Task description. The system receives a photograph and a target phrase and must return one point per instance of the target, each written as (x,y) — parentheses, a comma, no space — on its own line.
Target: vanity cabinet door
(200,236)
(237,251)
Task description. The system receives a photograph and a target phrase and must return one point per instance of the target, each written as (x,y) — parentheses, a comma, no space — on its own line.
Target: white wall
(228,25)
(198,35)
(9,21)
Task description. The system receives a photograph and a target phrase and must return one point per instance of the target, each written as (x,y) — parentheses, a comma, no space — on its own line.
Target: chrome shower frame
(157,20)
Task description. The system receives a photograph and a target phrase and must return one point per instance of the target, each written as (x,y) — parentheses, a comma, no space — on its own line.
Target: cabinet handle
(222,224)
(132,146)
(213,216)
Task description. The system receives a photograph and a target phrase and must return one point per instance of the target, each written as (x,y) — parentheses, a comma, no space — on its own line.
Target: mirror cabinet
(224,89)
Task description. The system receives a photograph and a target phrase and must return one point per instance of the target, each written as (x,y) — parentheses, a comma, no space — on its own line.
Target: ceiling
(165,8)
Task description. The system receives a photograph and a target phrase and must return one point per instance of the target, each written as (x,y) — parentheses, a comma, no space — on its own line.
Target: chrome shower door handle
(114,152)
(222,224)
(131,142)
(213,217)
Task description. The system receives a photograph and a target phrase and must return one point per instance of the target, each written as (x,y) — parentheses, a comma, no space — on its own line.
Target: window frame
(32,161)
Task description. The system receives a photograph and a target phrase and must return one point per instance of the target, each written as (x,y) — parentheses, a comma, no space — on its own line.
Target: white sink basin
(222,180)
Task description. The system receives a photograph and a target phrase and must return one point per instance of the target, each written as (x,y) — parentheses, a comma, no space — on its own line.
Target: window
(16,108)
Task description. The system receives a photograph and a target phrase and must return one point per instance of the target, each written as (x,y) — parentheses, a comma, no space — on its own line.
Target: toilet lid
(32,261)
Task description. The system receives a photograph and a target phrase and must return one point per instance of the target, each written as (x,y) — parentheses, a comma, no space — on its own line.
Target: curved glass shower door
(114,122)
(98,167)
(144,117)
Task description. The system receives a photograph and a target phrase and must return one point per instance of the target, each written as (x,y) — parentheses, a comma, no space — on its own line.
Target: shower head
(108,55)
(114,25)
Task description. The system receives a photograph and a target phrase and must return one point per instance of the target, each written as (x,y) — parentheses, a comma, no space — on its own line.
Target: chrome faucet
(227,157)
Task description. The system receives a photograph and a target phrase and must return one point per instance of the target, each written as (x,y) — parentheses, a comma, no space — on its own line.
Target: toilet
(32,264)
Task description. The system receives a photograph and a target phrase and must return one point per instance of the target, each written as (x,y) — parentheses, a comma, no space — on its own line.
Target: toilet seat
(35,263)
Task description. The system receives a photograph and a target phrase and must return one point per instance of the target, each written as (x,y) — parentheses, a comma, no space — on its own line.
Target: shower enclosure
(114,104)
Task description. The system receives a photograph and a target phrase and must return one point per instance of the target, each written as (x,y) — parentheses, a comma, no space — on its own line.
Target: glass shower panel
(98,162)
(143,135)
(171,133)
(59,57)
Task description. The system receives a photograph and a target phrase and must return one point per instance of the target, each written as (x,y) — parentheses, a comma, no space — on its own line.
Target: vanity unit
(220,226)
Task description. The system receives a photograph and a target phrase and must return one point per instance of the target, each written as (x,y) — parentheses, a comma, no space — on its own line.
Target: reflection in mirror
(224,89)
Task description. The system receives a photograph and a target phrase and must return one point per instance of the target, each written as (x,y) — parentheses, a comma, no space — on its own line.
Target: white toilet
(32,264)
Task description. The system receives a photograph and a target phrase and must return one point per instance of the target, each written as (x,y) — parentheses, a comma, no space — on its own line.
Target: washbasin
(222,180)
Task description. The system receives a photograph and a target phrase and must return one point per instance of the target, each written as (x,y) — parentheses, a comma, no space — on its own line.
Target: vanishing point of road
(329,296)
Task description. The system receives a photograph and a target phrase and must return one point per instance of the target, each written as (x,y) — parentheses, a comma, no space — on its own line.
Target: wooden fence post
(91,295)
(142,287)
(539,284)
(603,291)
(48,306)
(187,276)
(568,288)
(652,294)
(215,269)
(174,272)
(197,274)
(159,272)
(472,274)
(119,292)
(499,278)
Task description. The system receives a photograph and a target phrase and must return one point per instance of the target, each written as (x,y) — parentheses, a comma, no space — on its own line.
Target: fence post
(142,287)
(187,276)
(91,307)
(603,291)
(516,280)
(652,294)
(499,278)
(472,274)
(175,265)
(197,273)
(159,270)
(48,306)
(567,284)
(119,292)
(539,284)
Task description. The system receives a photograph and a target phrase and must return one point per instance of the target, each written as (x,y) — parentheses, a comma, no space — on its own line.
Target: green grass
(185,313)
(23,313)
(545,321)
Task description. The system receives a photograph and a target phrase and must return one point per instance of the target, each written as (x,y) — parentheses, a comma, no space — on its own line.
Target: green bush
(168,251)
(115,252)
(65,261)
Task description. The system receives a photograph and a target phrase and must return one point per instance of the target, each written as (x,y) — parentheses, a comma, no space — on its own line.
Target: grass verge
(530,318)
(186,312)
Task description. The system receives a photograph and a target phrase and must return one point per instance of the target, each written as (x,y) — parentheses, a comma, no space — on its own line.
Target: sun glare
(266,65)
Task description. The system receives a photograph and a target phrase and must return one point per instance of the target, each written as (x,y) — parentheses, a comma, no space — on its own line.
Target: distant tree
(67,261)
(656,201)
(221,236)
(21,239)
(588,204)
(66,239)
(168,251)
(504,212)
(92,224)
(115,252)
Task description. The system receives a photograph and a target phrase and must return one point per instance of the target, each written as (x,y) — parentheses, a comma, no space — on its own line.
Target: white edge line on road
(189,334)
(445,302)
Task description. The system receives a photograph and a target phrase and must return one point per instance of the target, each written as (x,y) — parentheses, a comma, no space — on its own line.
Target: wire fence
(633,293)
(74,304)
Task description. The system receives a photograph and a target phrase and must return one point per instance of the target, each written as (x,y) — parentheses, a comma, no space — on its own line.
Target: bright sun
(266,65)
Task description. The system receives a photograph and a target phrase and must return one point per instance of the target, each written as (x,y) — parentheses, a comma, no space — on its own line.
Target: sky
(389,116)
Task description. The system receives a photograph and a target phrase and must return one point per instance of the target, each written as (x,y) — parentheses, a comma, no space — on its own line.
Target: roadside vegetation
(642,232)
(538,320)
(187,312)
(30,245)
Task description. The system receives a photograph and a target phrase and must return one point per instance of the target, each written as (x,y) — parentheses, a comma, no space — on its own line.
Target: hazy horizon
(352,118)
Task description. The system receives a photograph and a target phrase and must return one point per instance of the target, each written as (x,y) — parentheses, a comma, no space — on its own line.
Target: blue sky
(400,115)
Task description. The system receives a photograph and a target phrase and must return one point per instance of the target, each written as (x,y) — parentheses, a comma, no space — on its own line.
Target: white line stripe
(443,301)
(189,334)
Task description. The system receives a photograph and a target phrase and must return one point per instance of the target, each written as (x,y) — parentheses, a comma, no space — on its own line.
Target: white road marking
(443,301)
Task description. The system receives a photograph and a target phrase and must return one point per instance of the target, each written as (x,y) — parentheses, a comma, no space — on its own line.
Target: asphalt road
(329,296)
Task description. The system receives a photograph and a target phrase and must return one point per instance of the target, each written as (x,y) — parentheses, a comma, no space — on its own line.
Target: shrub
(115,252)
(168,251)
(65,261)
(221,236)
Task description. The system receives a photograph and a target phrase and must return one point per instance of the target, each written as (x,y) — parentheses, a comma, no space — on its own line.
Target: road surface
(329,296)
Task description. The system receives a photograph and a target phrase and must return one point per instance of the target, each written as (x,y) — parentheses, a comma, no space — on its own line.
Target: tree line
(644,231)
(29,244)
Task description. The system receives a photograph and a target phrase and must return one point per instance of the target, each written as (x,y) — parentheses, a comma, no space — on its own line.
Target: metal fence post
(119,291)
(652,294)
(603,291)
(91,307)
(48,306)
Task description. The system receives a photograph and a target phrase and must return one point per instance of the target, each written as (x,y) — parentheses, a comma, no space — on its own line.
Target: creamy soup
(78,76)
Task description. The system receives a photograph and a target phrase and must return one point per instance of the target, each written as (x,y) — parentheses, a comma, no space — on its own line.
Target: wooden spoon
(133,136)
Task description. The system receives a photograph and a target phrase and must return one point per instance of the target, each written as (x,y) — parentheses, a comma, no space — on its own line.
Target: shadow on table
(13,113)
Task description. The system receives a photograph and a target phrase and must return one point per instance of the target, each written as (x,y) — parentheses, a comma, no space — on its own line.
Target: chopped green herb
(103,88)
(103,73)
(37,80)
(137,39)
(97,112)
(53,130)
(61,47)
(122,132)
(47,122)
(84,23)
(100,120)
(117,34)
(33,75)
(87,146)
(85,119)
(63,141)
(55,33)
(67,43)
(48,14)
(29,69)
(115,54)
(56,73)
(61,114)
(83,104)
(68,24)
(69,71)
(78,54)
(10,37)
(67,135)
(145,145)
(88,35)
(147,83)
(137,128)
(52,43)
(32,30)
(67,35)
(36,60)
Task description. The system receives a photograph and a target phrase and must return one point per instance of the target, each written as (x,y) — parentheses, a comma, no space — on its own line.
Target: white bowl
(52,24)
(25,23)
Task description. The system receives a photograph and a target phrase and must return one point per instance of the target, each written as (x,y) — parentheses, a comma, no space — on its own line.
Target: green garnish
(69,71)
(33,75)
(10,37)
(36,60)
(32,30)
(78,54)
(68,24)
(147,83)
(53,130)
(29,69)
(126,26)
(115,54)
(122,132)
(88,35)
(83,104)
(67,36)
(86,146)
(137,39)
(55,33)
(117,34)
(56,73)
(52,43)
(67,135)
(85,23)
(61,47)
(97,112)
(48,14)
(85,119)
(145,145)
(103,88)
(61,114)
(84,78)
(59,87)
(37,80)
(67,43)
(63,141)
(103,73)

....

Pull out each line of the material above that contains the word "handle", and copy every such line in full.

Target: cabinet handle
Target: chrome shower door handle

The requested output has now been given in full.